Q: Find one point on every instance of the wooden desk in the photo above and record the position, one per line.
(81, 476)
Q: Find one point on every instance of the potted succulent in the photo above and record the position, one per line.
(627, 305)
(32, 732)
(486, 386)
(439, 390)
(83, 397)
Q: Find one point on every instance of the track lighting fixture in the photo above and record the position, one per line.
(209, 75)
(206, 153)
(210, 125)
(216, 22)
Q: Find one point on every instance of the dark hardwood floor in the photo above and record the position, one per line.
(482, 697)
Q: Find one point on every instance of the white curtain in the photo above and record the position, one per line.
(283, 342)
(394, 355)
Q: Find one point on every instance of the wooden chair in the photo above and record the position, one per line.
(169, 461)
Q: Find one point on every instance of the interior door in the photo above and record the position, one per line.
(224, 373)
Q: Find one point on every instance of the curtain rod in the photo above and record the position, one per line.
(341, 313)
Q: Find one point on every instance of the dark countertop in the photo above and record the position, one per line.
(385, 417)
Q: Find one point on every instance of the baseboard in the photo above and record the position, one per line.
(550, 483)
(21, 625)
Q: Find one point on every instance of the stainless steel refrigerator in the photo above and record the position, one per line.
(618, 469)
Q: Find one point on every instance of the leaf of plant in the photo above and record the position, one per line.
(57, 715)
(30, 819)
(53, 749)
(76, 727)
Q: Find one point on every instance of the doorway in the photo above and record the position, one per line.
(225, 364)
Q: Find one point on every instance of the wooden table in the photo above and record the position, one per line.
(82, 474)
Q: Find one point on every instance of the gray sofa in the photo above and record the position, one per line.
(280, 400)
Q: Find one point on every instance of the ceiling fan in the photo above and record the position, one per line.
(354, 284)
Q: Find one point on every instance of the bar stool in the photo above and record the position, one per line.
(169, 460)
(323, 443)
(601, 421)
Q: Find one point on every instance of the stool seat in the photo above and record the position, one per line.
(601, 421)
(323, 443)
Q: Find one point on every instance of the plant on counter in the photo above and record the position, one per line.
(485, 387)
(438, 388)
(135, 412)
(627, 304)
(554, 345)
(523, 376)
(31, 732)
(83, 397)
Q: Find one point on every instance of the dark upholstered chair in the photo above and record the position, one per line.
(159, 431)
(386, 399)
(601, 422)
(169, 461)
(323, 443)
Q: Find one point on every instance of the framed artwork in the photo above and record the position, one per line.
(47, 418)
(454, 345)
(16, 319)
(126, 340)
● ● ● ●
▸ Task
The records above must be printed again in full, exactly as written.

▸ Solved exercise
Q: Find one point on every instance of the wooden desk in the photo above and record the position, one per line.
(81, 476)
Q: Find one point on every instance of the potted succulent in the photo above and record the position, one per line.
(627, 305)
(32, 732)
(486, 386)
(439, 390)
(83, 397)
Q: Find one point on every instance of the track lighting fixture in the photo above and record the position, one per line.
(209, 75)
(206, 153)
(210, 125)
(216, 22)
Q: Find one point on every instance of the dark hardwood floor in the photo above and record the position, one per line.
(482, 697)
Q: Find one point on every instance of the white curtain in the photo above and record the position, one per line.
(283, 342)
(394, 355)
Q: Find one point on every instance of the wooden chair in the photo above and record the position, one per line.
(169, 461)
Q: Find one point on every instance of the interior door in the photo above and record the position, one per line.
(224, 373)
Q: Find one point on every instance of the curtain rod in the photo above and record the position, one per line.
(341, 313)
Q: Find one point on every instance of the dark countertop in the photo above and record the position, one per line.
(385, 417)
Q: Find one point on every instance of the baseboard in the photo above and record the position, one per line.
(550, 483)
(21, 625)
Q: Find one point on every instance of the stainless steel refrigerator in the photo above and record the position, one per line.
(618, 469)
Q: Find one point on every instance of the leaf of plant in the photo above and record the position, one per line.
(57, 715)
(30, 819)
(53, 749)
(76, 727)
Q: Find one point on every instance of the doorway in the photo above and record the position, one per line.
(225, 364)
Q: Find one point on every instance of the wooden table in the photo above and record the position, one per line.
(82, 474)
Q: Find one point on every instance of the gray sofa in the photo above and record the position, one per line.
(280, 400)
Q: Find one point on every instance of the ceiling fan in the photo above and record the position, one per line.
(354, 284)
Q: Find one point on every instance of the bar stool in the photo above and record the position, one per line.
(169, 460)
(323, 443)
(601, 421)
Q: Find one point on every instance of the stool seat in the photo above and record the position, one per line.
(601, 421)
(323, 443)
Q: Find one point on every instance of the plant on counter in the photo above and record the position, one per line.
(485, 387)
(438, 388)
(135, 412)
(627, 304)
(554, 345)
(523, 376)
(31, 732)
(83, 397)
Q: Find one point on every instance of the dark upholstered chair in the photo above and record the position, one per line.
(159, 431)
(386, 399)
(601, 422)
(169, 461)
(323, 443)
Q: Find one point on every instance of the framed artwork in the photo above and record the position, one per line.
(47, 418)
(454, 345)
(16, 319)
(126, 340)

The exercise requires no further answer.